** START Source excerpt **

Consistent dijkstra api #3923

nescio007 · 2020-04-16T20:50:46Z

The API for weighted shortest paths has two triples of functions of the form *_source_dijkstra, *_source_dijkstra_path, *_source_dijkstra_path_length, where the first returns both lengths and paths, the second only the path, and the third only the length.
While intuitively all three should function roughly the same, only the first version allows to specify a target parameter.

In short, this PR

Adds a target parameter to the *_source_dijkstra_path and *_source_dijkstra_path_length variants
Uses the new parameter to remove some duplicate code
Makes multi_source_dijkstra the effective "backend" of all versions, with a new capture_paths flag to prevent full path computation when they are not needed.

Previously only single_source_dijkstra had a target parameter, but not single_source_dijkstra_path or single_source_dijkstra_path_length

write variants of existing testcases to make use of the target parameter

dschult · 2020-05-29T21:17:12Z

This seems like a good idea. Unifying the API for those 3 functions is a good goal.
Is there a way to avoid the capture_paths flag by passing in a dict to fill with paths? (similar to _multisource?

nescio007 · 2020-06-01T11:22:06Z

I couldn't find an easy way:
multi_source_dijkstra is part of the public API, and thus should return both lengths and paths even when called just as multi_source_dijkstra(G, sources). A paths dict argument would thus need a good default value that would still return paths: An empty dict ({}) does not work (mutable), and None should be used to indicate that no paths should be captured. I guess one could use some fixed, non-dict value to indicate that a fresh paths-dict should be constructed, but I'm not sure that would yield a more elegant solution than the current capture_paths flag.

** END Source excerpt **

◆ Tasks to carry out
a) In the thread about the Dijkstra API, what flag does the change add to stop full paths from being computed when they aren't needed?
b) Extend the thread about the consistent Dijkstra API, picking up after its last comment.
The entries that come next are separate material, unrelated to the thread about the Dijkstra API.

** START Records shown **

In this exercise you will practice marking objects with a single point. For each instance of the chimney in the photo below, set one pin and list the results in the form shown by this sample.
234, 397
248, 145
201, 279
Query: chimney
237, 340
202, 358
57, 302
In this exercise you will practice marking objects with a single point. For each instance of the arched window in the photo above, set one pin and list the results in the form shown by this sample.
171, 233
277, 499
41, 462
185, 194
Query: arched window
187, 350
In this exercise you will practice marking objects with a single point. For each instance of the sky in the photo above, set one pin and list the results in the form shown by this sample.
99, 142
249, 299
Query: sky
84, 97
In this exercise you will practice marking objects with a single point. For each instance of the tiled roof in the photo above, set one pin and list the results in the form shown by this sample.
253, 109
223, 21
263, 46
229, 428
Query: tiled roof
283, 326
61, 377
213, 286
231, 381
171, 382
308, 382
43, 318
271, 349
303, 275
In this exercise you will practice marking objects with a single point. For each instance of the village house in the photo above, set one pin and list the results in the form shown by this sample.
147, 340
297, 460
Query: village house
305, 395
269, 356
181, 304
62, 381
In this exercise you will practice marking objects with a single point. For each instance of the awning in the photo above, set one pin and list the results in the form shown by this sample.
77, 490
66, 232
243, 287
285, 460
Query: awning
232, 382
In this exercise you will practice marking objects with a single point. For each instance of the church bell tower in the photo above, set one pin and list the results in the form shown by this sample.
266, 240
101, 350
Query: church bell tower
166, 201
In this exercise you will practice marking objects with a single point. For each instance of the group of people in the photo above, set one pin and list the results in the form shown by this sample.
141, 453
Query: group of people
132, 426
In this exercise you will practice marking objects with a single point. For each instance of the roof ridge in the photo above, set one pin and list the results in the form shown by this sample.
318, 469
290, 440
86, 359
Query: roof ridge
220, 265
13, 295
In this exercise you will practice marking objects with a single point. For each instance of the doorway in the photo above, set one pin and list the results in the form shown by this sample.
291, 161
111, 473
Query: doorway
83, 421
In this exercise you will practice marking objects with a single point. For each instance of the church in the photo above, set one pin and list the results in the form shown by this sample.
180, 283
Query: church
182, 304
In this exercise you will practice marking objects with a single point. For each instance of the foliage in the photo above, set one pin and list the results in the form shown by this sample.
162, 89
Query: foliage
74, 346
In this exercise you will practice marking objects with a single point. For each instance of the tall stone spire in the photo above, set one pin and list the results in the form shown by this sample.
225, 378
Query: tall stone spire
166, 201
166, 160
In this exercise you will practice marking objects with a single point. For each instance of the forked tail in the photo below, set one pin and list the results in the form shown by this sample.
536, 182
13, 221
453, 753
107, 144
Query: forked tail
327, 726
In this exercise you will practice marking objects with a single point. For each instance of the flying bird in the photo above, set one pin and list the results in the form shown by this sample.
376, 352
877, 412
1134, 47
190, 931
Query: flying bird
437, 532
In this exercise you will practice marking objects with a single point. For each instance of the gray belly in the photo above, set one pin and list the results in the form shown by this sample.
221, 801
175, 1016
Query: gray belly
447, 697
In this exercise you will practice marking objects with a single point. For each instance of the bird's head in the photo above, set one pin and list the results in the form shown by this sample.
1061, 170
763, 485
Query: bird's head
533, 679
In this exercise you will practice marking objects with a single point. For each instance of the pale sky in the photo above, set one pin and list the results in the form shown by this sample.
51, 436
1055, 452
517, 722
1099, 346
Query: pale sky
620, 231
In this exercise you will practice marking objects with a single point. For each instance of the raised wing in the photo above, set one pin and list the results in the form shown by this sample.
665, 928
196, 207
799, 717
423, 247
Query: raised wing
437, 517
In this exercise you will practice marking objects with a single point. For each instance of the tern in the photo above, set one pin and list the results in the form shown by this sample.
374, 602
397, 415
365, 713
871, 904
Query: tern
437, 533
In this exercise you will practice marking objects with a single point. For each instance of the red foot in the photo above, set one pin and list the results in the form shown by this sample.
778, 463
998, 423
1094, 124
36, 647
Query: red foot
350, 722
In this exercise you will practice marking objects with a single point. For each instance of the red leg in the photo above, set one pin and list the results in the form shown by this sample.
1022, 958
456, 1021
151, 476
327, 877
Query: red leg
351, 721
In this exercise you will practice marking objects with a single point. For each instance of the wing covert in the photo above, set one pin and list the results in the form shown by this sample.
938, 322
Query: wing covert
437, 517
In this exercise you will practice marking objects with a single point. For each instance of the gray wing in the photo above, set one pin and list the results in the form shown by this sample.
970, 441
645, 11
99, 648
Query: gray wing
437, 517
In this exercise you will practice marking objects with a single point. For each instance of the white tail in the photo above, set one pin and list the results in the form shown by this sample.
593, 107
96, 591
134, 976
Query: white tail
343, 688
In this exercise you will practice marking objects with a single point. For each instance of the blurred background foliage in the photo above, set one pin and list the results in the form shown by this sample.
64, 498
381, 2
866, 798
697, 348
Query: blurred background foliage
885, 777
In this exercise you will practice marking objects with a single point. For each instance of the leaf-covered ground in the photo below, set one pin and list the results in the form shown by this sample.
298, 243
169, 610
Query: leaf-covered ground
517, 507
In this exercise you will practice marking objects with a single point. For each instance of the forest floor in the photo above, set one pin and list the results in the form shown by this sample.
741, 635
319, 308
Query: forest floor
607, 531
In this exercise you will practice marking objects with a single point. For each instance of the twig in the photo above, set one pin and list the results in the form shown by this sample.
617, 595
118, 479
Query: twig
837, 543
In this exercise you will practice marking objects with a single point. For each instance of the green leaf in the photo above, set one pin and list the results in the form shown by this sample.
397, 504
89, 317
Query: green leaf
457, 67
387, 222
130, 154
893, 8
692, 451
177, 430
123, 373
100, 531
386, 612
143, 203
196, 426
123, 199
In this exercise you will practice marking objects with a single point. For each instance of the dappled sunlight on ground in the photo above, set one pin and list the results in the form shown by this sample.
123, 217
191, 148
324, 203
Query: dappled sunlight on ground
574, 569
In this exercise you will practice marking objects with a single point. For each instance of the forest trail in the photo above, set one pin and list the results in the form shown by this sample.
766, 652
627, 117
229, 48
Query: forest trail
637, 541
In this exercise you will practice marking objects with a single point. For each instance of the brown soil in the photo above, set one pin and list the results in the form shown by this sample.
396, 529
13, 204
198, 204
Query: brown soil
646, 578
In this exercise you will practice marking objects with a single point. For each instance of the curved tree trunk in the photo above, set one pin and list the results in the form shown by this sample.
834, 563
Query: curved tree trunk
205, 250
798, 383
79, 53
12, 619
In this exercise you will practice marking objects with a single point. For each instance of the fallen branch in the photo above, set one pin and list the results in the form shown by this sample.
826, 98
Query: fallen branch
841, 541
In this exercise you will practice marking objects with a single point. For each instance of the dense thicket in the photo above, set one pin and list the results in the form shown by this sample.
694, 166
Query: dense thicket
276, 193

** END Records shown **

◆ Final results
a) The capture_paths flag.

b)
Additionally, a paths argument has somewhat weird semantics: as multi_source_dijkstra still has to return the captured paths (in order not to break the current API), there are now two places that contain the results: the dict given as the paths argument, and the value returned from multi_source_dijkstra.

I'm not 100% happy with the current capture_paths flag either, but it's the best I could come up with :-/

dschult · 2020-06-01T14:09:47Z

Here's an approach that would make that work smoothly (and other things):

instead of using multi_source_dijkstra as the function all others call, use the internal function _dijkstra_multisource.
The internal function should assume all inputs are reasonable and valid. This leaves the input checking to the outer-layer functions. Outer-layer functions that know "sources" is not empty don't have to check that. This reduces checking overall. Basically, put all checking in the outer functions. Yes, that might duplicate some code, but it saves code from being executed -- and it avoids an API with 7 functions that simply call a single function that could have been the API in and of itself... :}
The inner function can allow paths and pred inputs that get morphed. It knows those inputs are OK because our code (the outer-layer functions) created them. And it knows that those outer functions will ignore those input parameters if they aren't appropriate to be returned to user. In this sense, outer-layer functions construct all inputs and process all outputs. The inner function doesn't have to check inputs or worry about outputs.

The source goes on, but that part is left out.